Antibiotic resistome in the glacier forelands of polar regions.

Abstract

Antibiotic resistance genes (ARGs) pose a significant threat, exacerbated by climate change impacts on polar regions, particularly melting glaciers and permafrost. While ancient antibiotic resistance exists in the environments, the release and dissemination of ARGs remain poorly understood. This study investigated ARG composition and distribution in 43 metagenomes from Arctic and Antarctic glacier forelands. We identified 154 ARGs, predominantly bacitracin resistance, followed by rifamycin, fosfomycin, vancomycin, tetracycline, and beta-lactam resistance genes. Significant correlations were observed between ARGs and mobile genetic elements (MGEs), with 20 ARGs associated with tnpA MGEs. Actinomycetota and Pseudomonadota were the primary ARG-carrying phyla. Metagenome-assembled genomes revealed Mycobacterium sp., Pseudomonas sp., and Tatlockia sp. as major ARG-harboring pathogens in the glacier forelands. Evolutionarily adapted, distinct ancient ARGs were abundant in the polar environments, varying between different geographic regions. The environmental parameters such as pH and total organic carbon significantly influenced the ARG distribution in the Arctic and Antarctic glacier forelands. This study provides crucial baseline data on antimicrobial resistance, highlighting potential risks associated with rapid environmental change in the regions.

* Prompt 1 *
Answer from the abstract on the polar antibiotic resistome:
(a) How many metagenomes were examined?
(b) Which two phyla were the primary carriers of ARGs?
(c) Which environmental parameters significantly influenced ARG distribution?
* Prompt 2 *
Extend the abstract on the antibiotic resistome of Arctic and Antarctic glacier forelands, starting after its final sentence.
The records have no connection to the abstract on the polar antibiotic resistome.

* Data extract *
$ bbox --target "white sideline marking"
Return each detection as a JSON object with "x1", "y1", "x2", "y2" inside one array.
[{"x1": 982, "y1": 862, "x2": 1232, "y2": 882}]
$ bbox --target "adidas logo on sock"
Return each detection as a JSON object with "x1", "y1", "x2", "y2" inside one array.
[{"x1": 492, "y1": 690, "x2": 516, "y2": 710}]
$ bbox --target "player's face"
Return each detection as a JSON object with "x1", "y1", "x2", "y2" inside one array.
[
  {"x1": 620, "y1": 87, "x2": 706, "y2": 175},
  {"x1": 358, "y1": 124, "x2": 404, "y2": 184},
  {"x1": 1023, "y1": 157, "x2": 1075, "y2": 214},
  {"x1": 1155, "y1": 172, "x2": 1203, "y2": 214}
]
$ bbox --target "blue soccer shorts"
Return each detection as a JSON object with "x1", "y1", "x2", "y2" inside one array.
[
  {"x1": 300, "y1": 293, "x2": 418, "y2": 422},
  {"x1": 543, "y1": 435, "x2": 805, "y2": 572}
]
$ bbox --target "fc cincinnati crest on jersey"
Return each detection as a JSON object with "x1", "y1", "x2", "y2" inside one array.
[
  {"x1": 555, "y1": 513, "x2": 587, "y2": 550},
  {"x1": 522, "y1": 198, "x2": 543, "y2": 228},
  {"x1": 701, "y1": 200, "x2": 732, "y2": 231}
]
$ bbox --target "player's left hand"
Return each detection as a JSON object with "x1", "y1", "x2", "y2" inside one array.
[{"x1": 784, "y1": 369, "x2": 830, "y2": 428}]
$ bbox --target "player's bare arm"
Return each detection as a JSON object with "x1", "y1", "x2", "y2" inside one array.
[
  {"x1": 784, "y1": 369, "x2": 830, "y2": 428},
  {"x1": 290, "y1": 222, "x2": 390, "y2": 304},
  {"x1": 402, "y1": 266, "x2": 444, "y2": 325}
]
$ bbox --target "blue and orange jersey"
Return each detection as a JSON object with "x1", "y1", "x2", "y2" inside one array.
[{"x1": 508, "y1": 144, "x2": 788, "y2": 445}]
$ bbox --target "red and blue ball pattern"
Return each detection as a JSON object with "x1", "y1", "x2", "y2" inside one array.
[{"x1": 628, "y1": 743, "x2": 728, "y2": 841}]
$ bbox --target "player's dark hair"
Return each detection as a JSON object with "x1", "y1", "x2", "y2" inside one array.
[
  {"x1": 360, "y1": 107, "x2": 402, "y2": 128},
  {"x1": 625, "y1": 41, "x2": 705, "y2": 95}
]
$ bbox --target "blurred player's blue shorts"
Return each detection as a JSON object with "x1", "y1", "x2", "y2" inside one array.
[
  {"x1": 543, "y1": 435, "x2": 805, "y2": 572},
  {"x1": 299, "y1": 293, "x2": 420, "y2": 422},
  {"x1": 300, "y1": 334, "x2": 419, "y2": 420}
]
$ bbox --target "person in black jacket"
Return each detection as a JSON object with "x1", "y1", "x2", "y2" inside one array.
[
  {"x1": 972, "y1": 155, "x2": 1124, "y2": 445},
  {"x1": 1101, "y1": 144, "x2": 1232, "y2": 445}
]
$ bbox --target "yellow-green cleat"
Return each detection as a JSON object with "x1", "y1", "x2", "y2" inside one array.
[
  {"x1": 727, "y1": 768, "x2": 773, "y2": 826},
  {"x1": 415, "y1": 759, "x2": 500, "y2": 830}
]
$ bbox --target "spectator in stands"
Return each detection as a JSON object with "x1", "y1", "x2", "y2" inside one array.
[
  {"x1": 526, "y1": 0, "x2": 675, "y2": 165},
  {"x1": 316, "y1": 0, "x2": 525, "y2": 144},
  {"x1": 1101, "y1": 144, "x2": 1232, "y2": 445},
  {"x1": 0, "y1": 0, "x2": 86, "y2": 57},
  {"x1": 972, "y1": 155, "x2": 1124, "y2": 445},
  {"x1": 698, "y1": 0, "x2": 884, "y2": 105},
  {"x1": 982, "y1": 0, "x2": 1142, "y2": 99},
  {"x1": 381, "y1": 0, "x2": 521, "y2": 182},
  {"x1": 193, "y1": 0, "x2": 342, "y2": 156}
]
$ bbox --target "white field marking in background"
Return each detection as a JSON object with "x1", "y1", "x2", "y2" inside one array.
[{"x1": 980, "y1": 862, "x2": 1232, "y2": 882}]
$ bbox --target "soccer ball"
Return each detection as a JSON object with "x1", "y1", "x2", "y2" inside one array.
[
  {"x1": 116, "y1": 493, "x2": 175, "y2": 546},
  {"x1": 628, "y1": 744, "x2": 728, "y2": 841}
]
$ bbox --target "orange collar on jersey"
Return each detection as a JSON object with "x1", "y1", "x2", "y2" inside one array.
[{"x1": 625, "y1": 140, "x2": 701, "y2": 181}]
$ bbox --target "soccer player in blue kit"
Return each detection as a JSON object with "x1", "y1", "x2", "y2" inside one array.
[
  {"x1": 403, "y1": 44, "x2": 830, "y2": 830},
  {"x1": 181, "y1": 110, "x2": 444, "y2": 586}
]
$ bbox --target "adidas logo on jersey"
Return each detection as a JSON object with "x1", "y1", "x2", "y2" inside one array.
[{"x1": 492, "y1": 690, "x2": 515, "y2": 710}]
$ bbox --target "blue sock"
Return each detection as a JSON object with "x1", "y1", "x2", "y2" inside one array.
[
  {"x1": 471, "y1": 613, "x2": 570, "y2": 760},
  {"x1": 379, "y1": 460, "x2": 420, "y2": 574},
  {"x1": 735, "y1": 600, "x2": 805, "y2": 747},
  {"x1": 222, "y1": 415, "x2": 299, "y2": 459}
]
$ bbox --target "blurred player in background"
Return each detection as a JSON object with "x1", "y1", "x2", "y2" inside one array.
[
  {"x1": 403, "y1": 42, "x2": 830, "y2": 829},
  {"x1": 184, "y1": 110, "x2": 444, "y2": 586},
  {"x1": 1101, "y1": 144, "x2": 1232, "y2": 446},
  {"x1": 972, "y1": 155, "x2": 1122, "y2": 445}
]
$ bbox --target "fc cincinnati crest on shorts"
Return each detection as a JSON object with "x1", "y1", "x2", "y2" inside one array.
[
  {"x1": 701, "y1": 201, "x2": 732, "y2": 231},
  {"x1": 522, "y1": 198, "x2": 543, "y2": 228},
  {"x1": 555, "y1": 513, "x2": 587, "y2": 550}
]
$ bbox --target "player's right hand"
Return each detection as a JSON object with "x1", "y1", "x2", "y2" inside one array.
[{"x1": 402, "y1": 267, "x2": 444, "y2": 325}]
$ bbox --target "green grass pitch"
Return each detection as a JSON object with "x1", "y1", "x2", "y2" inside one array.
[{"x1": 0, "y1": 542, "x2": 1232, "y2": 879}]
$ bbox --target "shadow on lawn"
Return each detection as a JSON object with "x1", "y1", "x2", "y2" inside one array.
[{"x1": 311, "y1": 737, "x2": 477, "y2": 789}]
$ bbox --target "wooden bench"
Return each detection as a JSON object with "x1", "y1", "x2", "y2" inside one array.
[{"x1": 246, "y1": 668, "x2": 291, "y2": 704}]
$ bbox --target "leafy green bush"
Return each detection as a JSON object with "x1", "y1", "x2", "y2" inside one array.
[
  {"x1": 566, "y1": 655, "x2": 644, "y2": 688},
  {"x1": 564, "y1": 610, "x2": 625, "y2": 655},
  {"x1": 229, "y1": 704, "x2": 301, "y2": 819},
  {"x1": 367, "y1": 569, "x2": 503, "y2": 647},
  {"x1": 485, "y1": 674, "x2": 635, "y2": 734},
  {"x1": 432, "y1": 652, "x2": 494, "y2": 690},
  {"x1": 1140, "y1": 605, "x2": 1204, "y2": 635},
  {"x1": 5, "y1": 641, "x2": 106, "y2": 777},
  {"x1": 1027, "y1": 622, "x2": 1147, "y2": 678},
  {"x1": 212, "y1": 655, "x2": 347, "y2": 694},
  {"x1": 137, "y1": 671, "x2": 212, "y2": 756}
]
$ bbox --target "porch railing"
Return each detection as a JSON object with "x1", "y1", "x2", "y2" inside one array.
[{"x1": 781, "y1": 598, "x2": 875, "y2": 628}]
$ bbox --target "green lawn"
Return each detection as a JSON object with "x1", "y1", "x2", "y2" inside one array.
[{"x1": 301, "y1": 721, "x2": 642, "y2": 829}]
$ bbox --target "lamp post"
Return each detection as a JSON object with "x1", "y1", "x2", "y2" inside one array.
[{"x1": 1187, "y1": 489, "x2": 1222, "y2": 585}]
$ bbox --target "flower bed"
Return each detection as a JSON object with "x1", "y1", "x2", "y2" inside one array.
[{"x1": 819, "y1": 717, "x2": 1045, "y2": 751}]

* Exercise answer 1 *
(a) 43
(b) Actinomycetota and Pseudomonadota
(c) pH and total organic carbon

* Exercise answer 2 *
Importance: Antibiotic resistance poses a significant global health threat, exacerbated by the release of antibiotic resistance genes from melting glaciers and permafrost due to climate change. This study provides crucial baseline data on the composition and distribution of antibiotic resistance genes in these vulnerable polar environments, which is essential for understanding and mitigating the risks associated with their release. The findings have far-reaching implications for global health security and emphasize the need for further research to address this emerging threat.